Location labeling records
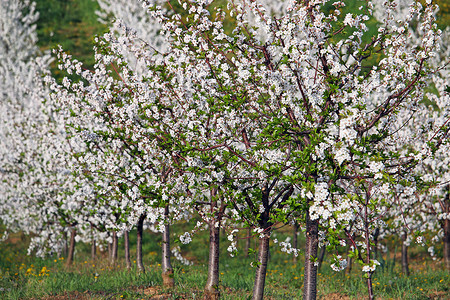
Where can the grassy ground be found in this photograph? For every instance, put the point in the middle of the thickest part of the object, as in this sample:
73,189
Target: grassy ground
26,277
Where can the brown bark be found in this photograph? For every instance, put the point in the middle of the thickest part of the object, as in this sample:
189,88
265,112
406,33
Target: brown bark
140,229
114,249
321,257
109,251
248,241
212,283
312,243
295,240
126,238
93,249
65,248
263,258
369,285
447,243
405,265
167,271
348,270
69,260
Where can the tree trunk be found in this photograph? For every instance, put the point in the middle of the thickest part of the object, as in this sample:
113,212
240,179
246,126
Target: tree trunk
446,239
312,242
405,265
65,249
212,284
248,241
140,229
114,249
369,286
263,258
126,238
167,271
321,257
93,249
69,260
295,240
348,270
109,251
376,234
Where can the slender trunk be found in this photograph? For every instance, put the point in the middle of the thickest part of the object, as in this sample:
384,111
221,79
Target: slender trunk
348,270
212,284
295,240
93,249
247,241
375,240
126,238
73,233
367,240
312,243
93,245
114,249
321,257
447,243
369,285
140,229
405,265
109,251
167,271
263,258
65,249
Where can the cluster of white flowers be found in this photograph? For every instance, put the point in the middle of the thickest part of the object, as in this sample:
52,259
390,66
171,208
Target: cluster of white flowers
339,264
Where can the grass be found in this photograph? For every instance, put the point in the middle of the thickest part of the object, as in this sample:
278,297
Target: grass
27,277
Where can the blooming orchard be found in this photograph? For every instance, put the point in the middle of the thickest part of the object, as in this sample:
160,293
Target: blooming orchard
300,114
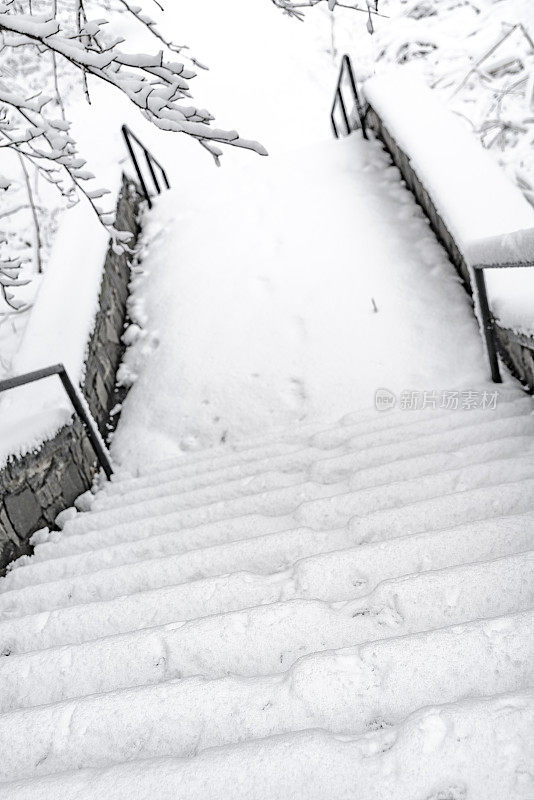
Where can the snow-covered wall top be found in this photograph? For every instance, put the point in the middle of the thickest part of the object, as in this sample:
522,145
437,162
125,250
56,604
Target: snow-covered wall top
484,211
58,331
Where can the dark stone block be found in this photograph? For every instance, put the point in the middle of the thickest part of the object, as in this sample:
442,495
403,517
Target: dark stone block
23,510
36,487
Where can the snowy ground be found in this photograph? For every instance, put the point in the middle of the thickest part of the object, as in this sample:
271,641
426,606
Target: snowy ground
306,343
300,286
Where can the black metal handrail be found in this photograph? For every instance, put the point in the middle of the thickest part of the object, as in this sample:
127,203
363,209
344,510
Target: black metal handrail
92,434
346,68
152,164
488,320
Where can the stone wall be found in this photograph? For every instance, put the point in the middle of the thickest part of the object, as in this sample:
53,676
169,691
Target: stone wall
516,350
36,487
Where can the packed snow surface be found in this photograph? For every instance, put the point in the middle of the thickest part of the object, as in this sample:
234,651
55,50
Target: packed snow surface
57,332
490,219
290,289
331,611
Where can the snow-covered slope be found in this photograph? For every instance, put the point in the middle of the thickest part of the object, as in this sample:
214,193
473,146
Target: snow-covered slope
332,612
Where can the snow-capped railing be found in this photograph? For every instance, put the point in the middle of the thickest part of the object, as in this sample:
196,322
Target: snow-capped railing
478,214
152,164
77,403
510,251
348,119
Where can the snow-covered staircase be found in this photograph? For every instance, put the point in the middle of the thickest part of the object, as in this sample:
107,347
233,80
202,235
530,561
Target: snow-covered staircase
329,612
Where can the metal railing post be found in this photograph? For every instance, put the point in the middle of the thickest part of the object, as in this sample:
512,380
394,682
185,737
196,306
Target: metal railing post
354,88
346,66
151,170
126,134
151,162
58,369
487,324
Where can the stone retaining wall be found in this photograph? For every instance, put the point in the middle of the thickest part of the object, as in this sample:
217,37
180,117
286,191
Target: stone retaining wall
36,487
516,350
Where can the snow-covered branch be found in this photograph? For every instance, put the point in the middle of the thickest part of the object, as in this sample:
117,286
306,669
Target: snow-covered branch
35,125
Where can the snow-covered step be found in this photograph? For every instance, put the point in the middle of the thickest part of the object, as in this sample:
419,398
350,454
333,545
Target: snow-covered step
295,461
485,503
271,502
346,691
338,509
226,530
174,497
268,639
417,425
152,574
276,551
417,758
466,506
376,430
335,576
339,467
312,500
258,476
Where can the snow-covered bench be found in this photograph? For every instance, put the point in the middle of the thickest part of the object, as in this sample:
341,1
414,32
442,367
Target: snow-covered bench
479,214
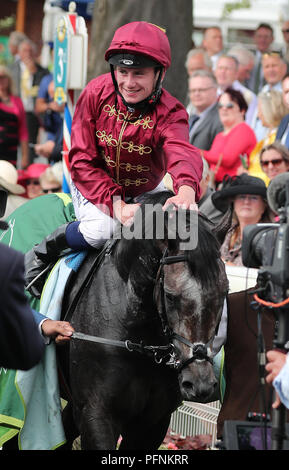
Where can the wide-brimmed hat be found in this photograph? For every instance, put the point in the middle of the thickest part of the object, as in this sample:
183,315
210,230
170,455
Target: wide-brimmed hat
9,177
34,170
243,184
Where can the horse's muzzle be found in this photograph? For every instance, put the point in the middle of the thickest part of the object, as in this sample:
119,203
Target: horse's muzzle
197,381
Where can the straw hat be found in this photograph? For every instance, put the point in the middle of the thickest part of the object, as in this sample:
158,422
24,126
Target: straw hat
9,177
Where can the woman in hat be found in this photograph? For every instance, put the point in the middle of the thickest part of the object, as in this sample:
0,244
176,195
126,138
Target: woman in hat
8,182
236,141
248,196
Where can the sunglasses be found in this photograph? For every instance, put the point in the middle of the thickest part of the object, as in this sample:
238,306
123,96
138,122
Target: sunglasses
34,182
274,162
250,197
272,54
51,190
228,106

◆ **WHAT THE EXERCISE ASKS**:
Every line is to be duplicated exactly, though pictures stay out.

◆ **REPLY TO THE EXERCISE**:
Where can the grassy ground be found in this photograph? For every instance, put the point in the middle of the thickest part of the object, as in this sample:
73,189
Target: grassy ground
26,277
Where can the brown bark be found in this photograph? For every instance, put the point in the middle of the thickest part of the object, as in this sample:
189,88
265,112
406,33
Target: brown bark
140,229
114,249
321,257
109,251
248,241
212,283
312,243
295,240
126,238
93,249
65,248
263,258
369,285
447,243
405,265
167,271
348,270
69,260
Where can the tree trunk be found in this photograph? For every instance, put the point in the middle of the thickest part of the object, as in this sample:
113,212
240,179
246,126
Target: tree trunk
446,239
312,242
405,265
65,249
212,284
248,241
140,229
114,249
369,286
263,258
126,238
167,271
321,257
93,249
69,260
295,240
348,270
109,251
376,234
Where can the slender trunk be found in this photograph? For every instance, put the point in the middle of the thickest part of the object, as in this sample:
384,111
221,79
Target: slender trunk
348,270
212,284
295,240
93,249
247,241
375,240
126,238
73,233
367,240
312,243
93,245
114,249
321,257
447,243
369,285
140,229
405,265
109,251
167,271
263,258
65,249
Where can the cluster of white flowers be found in this photograph? For every instance, put the point in the middle of the thickest part of the object, as in this sample:
52,259
390,66
171,208
Target: cluster of white flowers
339,264
Where can the grass be found in this photograph? For every instance, put the point in the middle of the thickest part of the object, as in this sample:
278,297
Target: grass
27,277
Where can the blooming orchard be found in this photograph? For every instance, put the point in the middle of the thickest part of the object, as in this sample:
160,293
Target: blooming orchard
300,114
Where can the snow-covered wall top be found in this photograph? For every instance, put the point in the middle of the thickest part of the object, as in this sample:
522,145
437,162
125,250
56,604
Target: snow-covered wall top
484,211
58,331
Where can the dark stone block be found in this photograph? For every instance, put the point in the middle of the thickest part of the object, as in this sample:
442,495
403,517
Target: dark stone block
23,510
36,487
Where can the snowy ground be found in this photograph? For every instance, put the point in the middle of the thickest part of the object, as in this sample:
271,641
426,606
Target: snowy ground
306,343
300,286
Where can the black metal handrail be found in this photograph? For every instance, put the point in the middle of the thickest part of the object, as in this sample:
127,203
363,209
344,510
Target: black metal handrail
92,434
346,68
152,164
488,320
Where can the stone wall be found in this photograph? For every instance, put the point in the middle of the thickest part of the object, as in this sample:
53,676
169,691
Target: stone wall
516,350
36,487
Where can the packed snow surface be found in this photograph? For every instance, put the point in the middle of the thickest part of the object, as in this sample:
234,651
55,50
Target: packed snow surface
57,332
490,219
290,289
331,611
Where can the snow-covered slope be found in this photograph? For every instance, put the point in the middle of the thickest part of the object, as in this sample:
214,193
473,146
Target: snow-covered slope
332,612
Where can the snow-capped railing be found in this photograph? For every instance, put the point in the middle of the thickest part of the object, as in this sample:
196,322
Target: snow-capped railing
478,214
152,164
77,403
510,251
348,119
Where can the snow-covered staircase be found in this photograph? For every instance, put the point in the middle of the thickest part of the object, as in this sample:
107,347
233,80
202,235
530,561
Target: snow-covered staircase
329,612
Where can the metal railing post be found in this photograph? For every instance, put the point in the middle of the thickest part of the object, as in this sample:
512,380
394,682
185,737
196,306
Target: metal railing post
354,88
346,66
151,170
126,134
151,162
58,369
487,324
Where can the stone retaining wall be found in this photograph? For every instance, put the point in the middle of the thickest part of the object, as in this sample:
217,37
180,117
286,191
Target: stone retaining wall
36,487
516,350
Where can the snow-covered branch be found in this photograph? For every instance, put the point in the middle of the thickest part of the object, as in this sample:
117,286
306,669
Target: snow-covered branch
35,125
Where can the snow-covered step be found in this photograph? For every instance, put the point in the middle of the thickest part of the object, as in this sample:
419,398
350,454
333,545
Target: snow-covered step
295,461
485,503
271,502
346,691
338,509
226,530
174,497
268,639
417,425
152,574
276,551
417,758
466,506
376,430
335,576
339,467
312,500
258,476
Where can the snow-covered bench be found in this photograph? For every instance, put the point in the middle of the thickest part of the object, as in this sample:
341,1
414,32
442,367
Target: snow-covered bench
479,214
Where can the wide-brimmed hat be found in this photograph? For every instance, put the point in the middle of the thickest part of the object, as in this sample:
183,315
210,230
170,455
Target: wide-brimmed hat
9,177
34,170
243,184
Where can the horse's muzzle be found in this photograph? For every instance, put the point in the middle of the thickest part of the object, as in this sample:
119,203
Target: horse's muzzle
197,381
Where can the straw hat be found in this photograph? For every instance, put the point in the middle of the thickest part of the object, as in this sample:
158,422
24,126
Target: straw hat
9,177
Where can the woman in hat be found in this photograph? For every instance, put the point in the middle of the thickest part of the object, as in this sample:
0,244
176,195
126,138
Target: woman in hat
8,182
236,141
248,196
Where can the sunglasses be found in this photograph? For every instance, put the point in the middle of the thickest part of the object, as in this sample:
238,306
123,96
138,122
Target: sunglasses
34,182
274,162
250,197
272,54
51,190
228,106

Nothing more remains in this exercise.